- [What is needed]:
Starting at the line that contains "Where can the sticker" and ending with the last line of the items below, write out each line as a numbered list, leaving out any blank lines.
* START Data for this task *
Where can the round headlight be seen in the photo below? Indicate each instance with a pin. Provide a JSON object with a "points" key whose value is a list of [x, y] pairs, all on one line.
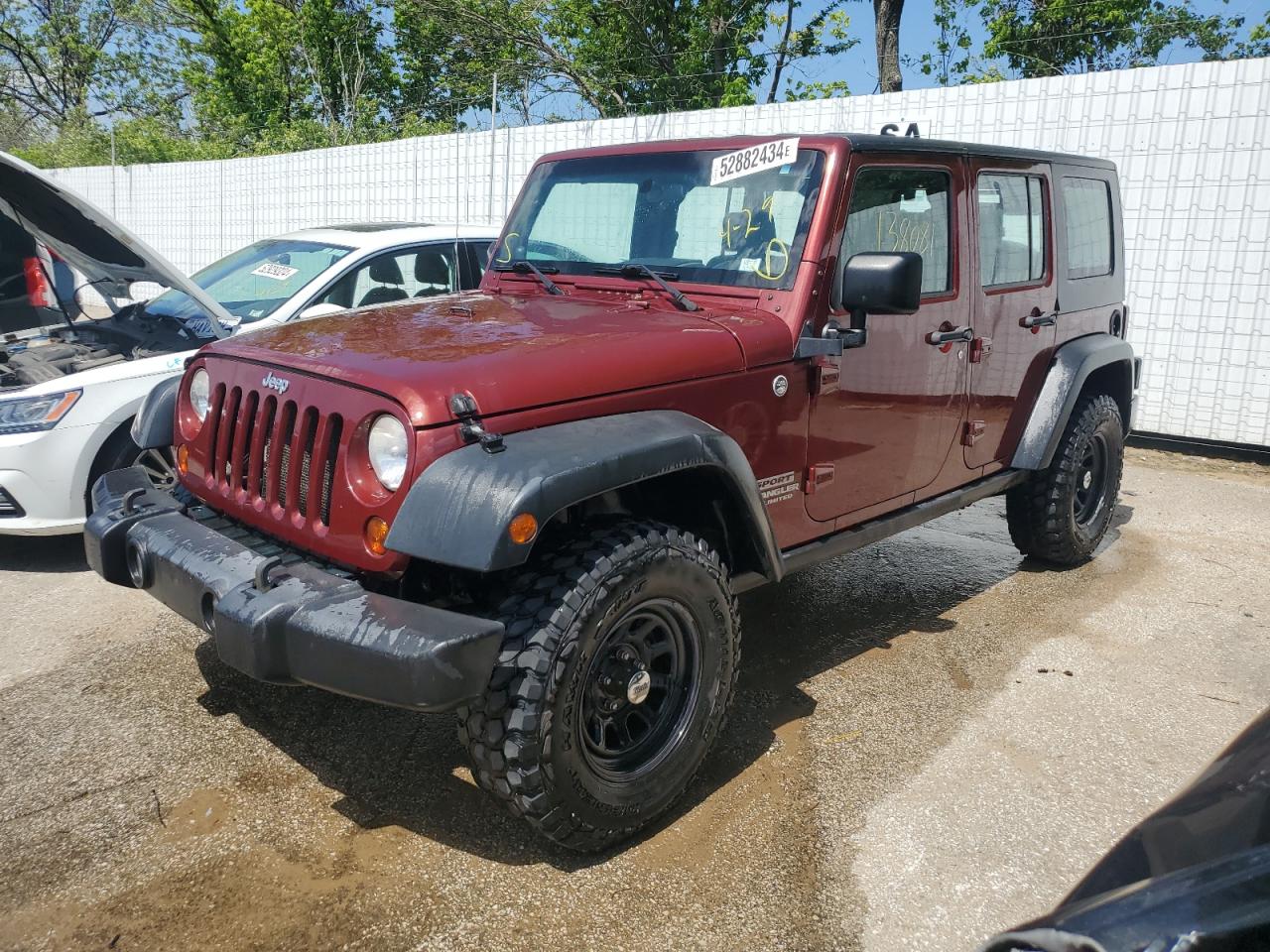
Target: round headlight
{"points": [[386, 448], [200, 394]]}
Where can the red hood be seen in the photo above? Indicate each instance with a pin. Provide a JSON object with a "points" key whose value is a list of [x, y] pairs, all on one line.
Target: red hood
{"points": [[506, 350]]}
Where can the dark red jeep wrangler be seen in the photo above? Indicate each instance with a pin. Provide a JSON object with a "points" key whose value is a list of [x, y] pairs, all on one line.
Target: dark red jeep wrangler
{"points": [[693, 368]]}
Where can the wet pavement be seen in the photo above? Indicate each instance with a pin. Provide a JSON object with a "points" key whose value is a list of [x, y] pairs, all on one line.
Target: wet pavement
{"points": [[933, 740]]}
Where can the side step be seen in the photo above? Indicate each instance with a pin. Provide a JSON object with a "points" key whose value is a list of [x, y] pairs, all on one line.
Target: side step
{"points": [[885, 526]]}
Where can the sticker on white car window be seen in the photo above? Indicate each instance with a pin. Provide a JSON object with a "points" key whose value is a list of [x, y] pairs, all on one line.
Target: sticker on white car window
{"points": [[747, 162], [272, 270], [202, 326]]}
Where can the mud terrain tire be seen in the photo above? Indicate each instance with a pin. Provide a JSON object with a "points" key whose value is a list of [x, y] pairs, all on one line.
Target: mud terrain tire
{"points": [[1062, 513], [563, 737]]}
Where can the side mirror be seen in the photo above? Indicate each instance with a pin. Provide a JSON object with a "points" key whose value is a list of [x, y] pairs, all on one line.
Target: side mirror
{"points": [[318, 311], [881, 282]]}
* END Data for this task *
- [Solved exercise]:
1. Where can the sticker on white car window be seen in the photo above? Indicate each instance with a pin. Provide a JSON object with a "points" key whose value is a list of [x, y] pairs, all on one line.
2. Target: sticker on white car window
3. {"points": [[747, 162], [272, 270], [202, 326]]}
4. Where can the mud terrain tire be seen in the photo above? Indicate each instance with a pin. Provide a JSON object with a "points" key whose value is a list of [x, y] pairs, all on one line.
5. Target: mud terrain tire
6. {"points": [[1062, 513], [563, 737]]}
7. Where can the side mirror be seen in the photo above? Indicate each instance with a pin. Provide a JSON object with a "points" key whose value is a list of [x, y] pairs, all on one line.
8. Target: side mirror
9. {"points": [[318, 311], [881, 282]]}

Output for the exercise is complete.